(THE INPUT)
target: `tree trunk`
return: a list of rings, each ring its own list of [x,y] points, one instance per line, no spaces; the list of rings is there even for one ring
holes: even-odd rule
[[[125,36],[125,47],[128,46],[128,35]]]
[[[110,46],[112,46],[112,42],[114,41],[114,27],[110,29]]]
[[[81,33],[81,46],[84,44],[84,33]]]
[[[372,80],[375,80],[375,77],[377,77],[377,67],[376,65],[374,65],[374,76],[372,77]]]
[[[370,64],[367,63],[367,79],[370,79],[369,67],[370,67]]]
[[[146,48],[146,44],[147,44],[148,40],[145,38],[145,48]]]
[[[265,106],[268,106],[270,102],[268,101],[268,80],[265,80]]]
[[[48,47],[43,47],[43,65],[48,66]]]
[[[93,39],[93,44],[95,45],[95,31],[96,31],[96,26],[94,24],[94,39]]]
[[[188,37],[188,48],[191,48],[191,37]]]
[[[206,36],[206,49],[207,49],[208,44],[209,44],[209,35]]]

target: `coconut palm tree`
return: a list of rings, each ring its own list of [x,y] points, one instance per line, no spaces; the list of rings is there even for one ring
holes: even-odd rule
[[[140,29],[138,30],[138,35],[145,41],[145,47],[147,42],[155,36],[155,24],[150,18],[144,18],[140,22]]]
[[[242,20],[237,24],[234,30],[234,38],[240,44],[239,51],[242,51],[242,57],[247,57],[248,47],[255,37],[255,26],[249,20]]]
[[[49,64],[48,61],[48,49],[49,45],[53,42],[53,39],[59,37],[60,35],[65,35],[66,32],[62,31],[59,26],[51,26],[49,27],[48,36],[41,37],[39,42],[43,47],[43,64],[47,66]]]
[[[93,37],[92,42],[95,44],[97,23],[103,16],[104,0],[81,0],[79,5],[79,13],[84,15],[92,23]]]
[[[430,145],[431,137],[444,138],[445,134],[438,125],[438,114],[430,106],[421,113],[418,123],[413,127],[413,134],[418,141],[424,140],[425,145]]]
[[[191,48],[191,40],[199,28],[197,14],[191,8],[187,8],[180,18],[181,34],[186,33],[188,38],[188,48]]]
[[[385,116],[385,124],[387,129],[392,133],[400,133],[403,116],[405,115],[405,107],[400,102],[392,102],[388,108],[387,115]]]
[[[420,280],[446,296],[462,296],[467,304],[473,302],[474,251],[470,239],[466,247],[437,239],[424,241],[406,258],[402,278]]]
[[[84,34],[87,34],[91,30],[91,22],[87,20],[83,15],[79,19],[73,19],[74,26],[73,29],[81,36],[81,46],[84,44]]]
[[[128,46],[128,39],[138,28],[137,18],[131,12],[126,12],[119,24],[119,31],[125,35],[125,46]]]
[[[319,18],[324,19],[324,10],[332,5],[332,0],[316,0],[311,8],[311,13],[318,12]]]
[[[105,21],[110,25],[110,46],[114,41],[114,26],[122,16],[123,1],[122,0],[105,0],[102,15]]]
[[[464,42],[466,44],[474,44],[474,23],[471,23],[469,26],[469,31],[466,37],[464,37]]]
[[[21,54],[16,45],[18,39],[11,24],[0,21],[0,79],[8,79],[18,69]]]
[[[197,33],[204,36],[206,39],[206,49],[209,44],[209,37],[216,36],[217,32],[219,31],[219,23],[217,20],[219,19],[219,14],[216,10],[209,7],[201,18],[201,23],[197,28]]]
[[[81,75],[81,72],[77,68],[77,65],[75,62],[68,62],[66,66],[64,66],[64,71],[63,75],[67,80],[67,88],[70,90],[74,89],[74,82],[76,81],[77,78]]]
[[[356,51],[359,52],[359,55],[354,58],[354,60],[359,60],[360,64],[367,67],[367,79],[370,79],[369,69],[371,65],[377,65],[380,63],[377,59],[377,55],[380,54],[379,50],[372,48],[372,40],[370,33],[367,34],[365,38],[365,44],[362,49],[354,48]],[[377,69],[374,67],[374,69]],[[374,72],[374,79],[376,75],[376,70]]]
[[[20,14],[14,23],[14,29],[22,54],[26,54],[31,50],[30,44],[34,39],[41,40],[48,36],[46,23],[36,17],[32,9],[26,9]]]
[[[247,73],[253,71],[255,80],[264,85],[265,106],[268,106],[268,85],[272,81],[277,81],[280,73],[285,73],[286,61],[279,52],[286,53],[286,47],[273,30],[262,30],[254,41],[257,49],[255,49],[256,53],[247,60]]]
(End THE INPUT)
**WHAT YOU HAVE TO DO**
Please copy out each entry exactly as it appears above.

**REPLY**
target: `tree trunk`
return: a list of rings, each ring its own list of [x,y] points, one instance per line, no spaces; the list of rings is there even for one ring
holes: even-odd rule
[[[125,36],[125,47],[128,46],[128,35]]]
[[[110,46],[112,46],[112,42],[114,41],[114,27],[110,29]]]
[[[81,33],[81,46],[84,44],[84,33]]]
[[[372,80],[375,80],[375,77],[377,77],[377,67],[376,65],[374,65],[374,76],[372,77]]]
[[[370,64],[367,63],[367,79],[370,79],[369,67],[370,67]]]
[[[146,48],[146,44],[147,44],[148,40],[145,38],[145,48]]]
[[[265,106],[268,106],[270,102],[268,101],[268,80],[265,80]]]
[[[48,47],[43,47],[43,65],[48,66]]]
[[[93,39],[93,44],[95,45],[95,31],[96,31],[96,26],[94,24],[94,39]]]
[[[188,37],[188,48],[191,48],[191,37]]]
[[[206,36],[206,49],[207,49],[208,44],[209,44],[209,35]]]

target: `coconut palm tree`
return: a list of rings, each ring its own list of [x,y] points, one instance per line, no spaces; the list of rings is there even for one ring
holes: even-odd rule
[[[140,29],[138,30],[138,35],[145,41],[145,47],[147,42],[155,36],[155,24],[150,18],[144,18],[140,22]]]
[[[242,20],[237,24],[234,30],[234,38],[240,44],[239,51],[242,51],[242,57],[247,57],[248,47],[255,37],[255,26],[249,20]]]
[[[49,64],[48,61],[48,49],[49,45],[53,42],[53,39],[59,37],[60,35],[65,35],[66,32],[62,31],[59,26],[51,26],[49,27],[48,36],[41,37],[39,42],[43,47],[43,64],[47,66]]]
[[[93,37],[92,42],[95,44],[97,23],[103,16],[104,0],[81,0],[79,5],[79,13],[84,15],[92,23]]]
[[[430,145],[431,137],[444,138],[445,134],[438,125],[438,114],[430,106],[421,113],[418,123],[413,127],[413,134],[418,141],[424,140],[425,145]]]
[[[191,48],[191,40],[199,28],[197,14],[191,8],[187,8],[180,18],[181,34],[186,33],[188,38],[188,48]]]
[[[385,116],[385,124],[387,129],[392,133],[400,133],[403,116],[405,115],[405,107],[400,102],[392,102],[388,108],[387,115]]]
[[[420,280],[446,296],[462,296],[467,304],[473,302],[474,251],[470,239],[466,247],[437,239],[424,241],[406,258],[402,278]]]
[[[84,34],[87,34],[91,30],[91,22],[87,20],[83,15],[79,19],[73,19],[74,26],[73,29],[81,36],[81,46],[84,44]]]
[[[128,46],[128,39],[138,28],[137,18],[131,12],[126,12],[119,24],[119,31],[125,35],[125,46]]]
[[[319,18],[324,19],[324,10],[332,5],[332,0],[316,0],[311,8],[311,13],[318,12]]]
[[[105,21],[110,25],[110,46],[114,41],[114,26],[122,16],[123,1],[122,0],[105,0],[102,15]]]
[[[464,42],[466,44],[474,44],[474,23],[471,23],[469,26],[469,31],[466,37],[464,37]]]
[[[21,54],[16,45],[18,39],[11,24],[0,21],[0,79],[8,79],[18,69]]]
[[[197,33],[204,36],[206,39],[206,49],[209,44],[209,37],[216,36],[217,32],[219,31],[219,23],[217,20],[219,19],[219,14],[216,10],[209,7],[201,18],[201,23],[197,28]]]
[[[81,75],[81,72],[77,68],[77,65],[75,62],[68,62],[66,66],[64,66],[64,71],[63,75],[67,80],[67,88],[70,90],[74,89],[74,82],[76,81],[77,78]]]
[[[356,51],[359,52],[359,55],[354,58],[354,60],[359,60],[360,64],[367,67],[367,79],[370,79],[369,69],[371,65],[377,65],[380,63],[377,59],[377,55],[380,54],[379,50],[372,48],[372,40],[370,33],[367,34],[365,38],[365,44],[362,49],[354,48]],[[377,69],[374,67],[374,69]],[[374,72],[374,79],[376,75],[376,70]]]
[[[20,14],[14,23],[14,29],[22,54],[26,54],[31,50],[30,44],[34,39],[41,40],[48,36],[46,23],[36,17],[32,9],[26,9]]]
[[[247,73],[253,71],[255,80],[264,85],[265,106],[268,106],[268,85],[272,81],[277,81],[280,73],[285,73],[286,61],[279,52],[286,53],[286,47],[273,30],[262,30],[254,41],[257,49],[255,49],[256,53],[247,60]]]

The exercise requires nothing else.